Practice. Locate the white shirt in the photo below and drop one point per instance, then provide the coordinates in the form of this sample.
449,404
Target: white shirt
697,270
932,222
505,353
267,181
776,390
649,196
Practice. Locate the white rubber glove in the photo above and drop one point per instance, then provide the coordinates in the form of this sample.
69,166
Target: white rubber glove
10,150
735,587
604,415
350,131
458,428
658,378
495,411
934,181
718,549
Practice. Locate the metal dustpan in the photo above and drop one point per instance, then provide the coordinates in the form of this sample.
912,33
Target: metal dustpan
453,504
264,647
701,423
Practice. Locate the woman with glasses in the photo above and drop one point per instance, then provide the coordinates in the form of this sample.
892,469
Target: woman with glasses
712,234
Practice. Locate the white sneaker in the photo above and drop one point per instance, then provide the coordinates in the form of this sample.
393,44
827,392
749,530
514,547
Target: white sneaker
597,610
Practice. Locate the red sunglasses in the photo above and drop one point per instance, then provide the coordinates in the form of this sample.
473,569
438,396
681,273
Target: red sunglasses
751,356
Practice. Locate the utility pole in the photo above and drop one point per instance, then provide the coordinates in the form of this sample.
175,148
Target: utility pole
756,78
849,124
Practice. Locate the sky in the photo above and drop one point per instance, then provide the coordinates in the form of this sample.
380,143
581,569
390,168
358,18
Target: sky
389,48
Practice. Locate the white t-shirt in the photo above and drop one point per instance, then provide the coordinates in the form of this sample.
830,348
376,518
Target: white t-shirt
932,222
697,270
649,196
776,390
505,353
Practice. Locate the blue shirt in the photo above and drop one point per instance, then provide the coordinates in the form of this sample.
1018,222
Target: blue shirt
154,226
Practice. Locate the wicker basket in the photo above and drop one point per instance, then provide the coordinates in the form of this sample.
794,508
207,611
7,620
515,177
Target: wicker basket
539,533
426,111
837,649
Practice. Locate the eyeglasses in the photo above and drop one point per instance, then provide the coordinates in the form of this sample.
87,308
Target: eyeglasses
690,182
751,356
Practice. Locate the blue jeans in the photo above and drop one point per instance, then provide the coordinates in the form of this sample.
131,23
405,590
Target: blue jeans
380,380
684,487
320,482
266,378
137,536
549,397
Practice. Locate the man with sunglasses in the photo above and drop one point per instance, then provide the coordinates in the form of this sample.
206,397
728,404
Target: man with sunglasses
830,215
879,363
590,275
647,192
========================================
| Given instruction |
Retype all of the material, keeping each line exact.

| Exercise output |
Practice. Locate the white shirt in the photo below and drop one point per instance, then provide the coordinates in the form of this sample.
449,404
Target: white shirt
697,270
932,222
505,353
267,181
776,390
649,196
Practice. Locate the white rubber glove in the photo above and drop one point per instance, then provide the coordinates in the form of this sample.
69,166
Target: white rubber glove
10,150
735,587
604,415
350,131
458,428
658,378
495,411
934,181
718,549
Practice. Locate the metal dustpan in the photo above and drop one point per instance, then provide the coordinates in the form of this sample.
912,33
Target: metal dustpan
453,504
264,647
701,423
Practice. Locate the woman with glasses in the photo above and drop one point per instance, then provide the coordinates in the form of this sample.
892,469
Target: woman with glasses
712,234
Practice. Locate the white sneaker in the photo above and drop one point per instance, then provide the coordinates in the form of this sample.
393,44
827,392
749,530
514,547
Target: white sneaker
597,610
Practice. Locate the red sunglasses in the photo above and drop one point per instance, then provide the coordinates in the form of this sample.
473,569
438,396
681,273
Target: red sunglasses
751,356
Practice. Locate the utility pole in the photo above and drop one point per instance, then provide the coordinates in the form of this sample.
175,148
Target: utility pole
756,78
849,124
Practice. Locate the sky in the photo above and drop one point per instance, then provide the coordinates in the form of this sample.
380,143
581,569
390,168
358,18
Target: sky
389,48
Practice. Locate the white t-shirt in the photo above and drop one point per instance, then provide the coordinates in the form of this sample.
830,348
376,518
Target: white t-shirt
932,222
697,270
649,196
776,390
505,353
Practice. Locate the blue shirt in the photo above and drop one point per instance, then provide the coordinates in the form of this sample.
1018,222
Target: blue shirt
154,226
Practice. Locate the wicker basket in the photo above and drop one point per instance, then provide the coordinates in the form of this sample.
794,508
207,611
7,620
515,177
Target: wicker basket
539,533
426,111
837,649
Practice. Locate the eyeglasses in the photo above and drop one point per instance, then provide the coordinates in the form of this sample.
87,308
Target: eyeglasses
690,182
751,356
Practice. Locate the blue jeans in the photo above and drop one point per instance, then provide the coordinates in the form of this sample.
131,23
405,590
Target: blue jeans
380,380
684,487
320,482
266,378
137,536
549,397
Practice. Locate the man with sunglasses in the photo above and drop one point per instance, then provide the coordinates in the form of this sample.
206,397
728,404
Target: man with sunglasses
830,215
879,363
590,275
647,192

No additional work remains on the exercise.